# [EXERCISE OBJECTIVE]
Render every row below as a Markdown table with two columns, No and Text, giving each row its number and omitting blank lines.

# [EXTRACTED RECORDS]
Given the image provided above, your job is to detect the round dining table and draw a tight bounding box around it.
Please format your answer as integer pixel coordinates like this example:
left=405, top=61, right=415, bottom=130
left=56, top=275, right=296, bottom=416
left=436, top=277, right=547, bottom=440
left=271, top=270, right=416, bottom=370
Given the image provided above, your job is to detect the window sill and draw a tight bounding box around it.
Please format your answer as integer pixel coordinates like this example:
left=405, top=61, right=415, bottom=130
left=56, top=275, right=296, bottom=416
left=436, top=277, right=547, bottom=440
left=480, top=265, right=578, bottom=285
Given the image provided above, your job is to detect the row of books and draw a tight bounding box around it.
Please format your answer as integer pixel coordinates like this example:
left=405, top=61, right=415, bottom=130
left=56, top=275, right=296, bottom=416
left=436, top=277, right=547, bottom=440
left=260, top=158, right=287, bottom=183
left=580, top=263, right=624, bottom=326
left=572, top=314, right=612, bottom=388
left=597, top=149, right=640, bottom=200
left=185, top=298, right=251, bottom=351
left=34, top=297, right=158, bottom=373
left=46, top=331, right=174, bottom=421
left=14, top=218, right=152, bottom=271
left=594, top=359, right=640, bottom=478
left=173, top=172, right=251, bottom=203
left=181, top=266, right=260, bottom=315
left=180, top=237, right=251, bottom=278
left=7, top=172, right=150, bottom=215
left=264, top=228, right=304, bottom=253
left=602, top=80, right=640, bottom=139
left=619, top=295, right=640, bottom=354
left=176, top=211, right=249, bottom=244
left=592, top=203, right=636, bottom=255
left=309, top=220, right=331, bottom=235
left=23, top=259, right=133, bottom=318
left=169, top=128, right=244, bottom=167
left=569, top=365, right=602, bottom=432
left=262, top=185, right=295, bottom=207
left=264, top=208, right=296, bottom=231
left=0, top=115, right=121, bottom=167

# [SOLVED EXERCISE]
| No | Text |
|---|---|
| 1 | Given the image provided above, your job is to detect the round dining table and draw a tight bounding box around it. |
| 2 | Please format your answer as integer pixel coordinates like this example: |
| 3 | left=405, top=61, right=415, bottom=130 |
| 4 | left=56, top=275, right=296, bottom=416 |
| 5 | left=436, top=277, right=547, bottom=440 |
| 6 | left=271, top=270, right=416, bottom=370 |
| 7 | Given the image provided above, your job is to detect the window sill and draw a tight bounding box around it. |
| 8 | Please format your answer as integer pixel coordinates like this example: |
| 9 | left=405, top=61, right=415, bottom=130 |
| 10 | left=56, top=275, right=296, bottom=416 |
| 11 | left=436, top=277, right=547, bottom=440 |
| 12 | left=480, top=265, right=578, bottom=285 |
| 13 | Given the image provided above, your job is to detect the row of books and draw a tight bounding box around it. |
| 14 | Please format your answer as integer pixel coordinates like this example: |
| 15 | left=405, top=61, right=415, bottom=130 |
| 16 | left=56, top=275, right=296, bottom=416 |
| 17 | left=436, top=277, right=547, bottom=440 |
| 18 | left=260, top=158, right=287, bottom=183 |
| 19 | left=580, top=263, right=624, bottom=326 |
| 20 | left=572, top=314, right=612, bottom=388 |
| 21 | left=597, top=149, right=640, bottom=200 |
| 22 | left=185, top=298, right=251, bottom=351 |
| 23 | left=34, top=297, right=158, bottom=373 |
| 24 | left=46, top=331, right=174, bottom=421 |
| 25 | left=14, top=218, right=152, bottom=271 |
| 26 | left=594, top=359, right=640, bottom=478 |
| 27 | left=173, top=172, right=251, bottom=203 |
| 28 | left=181, top=266, right=260, bottom=315 |
| 29 | left=180, top=237, right=251, bottom=278 |
| 30 | left=7, top=172, right=150, bottom=215 |
| 31 | left=264, top=228, right=304, bottom=253 |
| 32 | left=602, top=80, right=640, bottom=139 |
| 33 | left=619, top=295, right=640, bottom=354 |
| 34 | left=176, top=211, right=249, bottom=244 |
| 35 | left=592, top=203, right=636, bottom=255 |
| 36 | left=309, top=220, right=331, bottom=235 |
| 37 | left=23, top=259, right=133, bottom=318 |
| 38 | left=169, top=128, right=244, bottom=167 |
| 39 | left=569, top=365, right=602, bottom=432 |
| 40 | left=262, top=185, right=295, bottom=207 |
| 41 | left=264, top=208, right=296, bottom=231 |
| 42 | left=0, top=115, right=121, bottom=167 |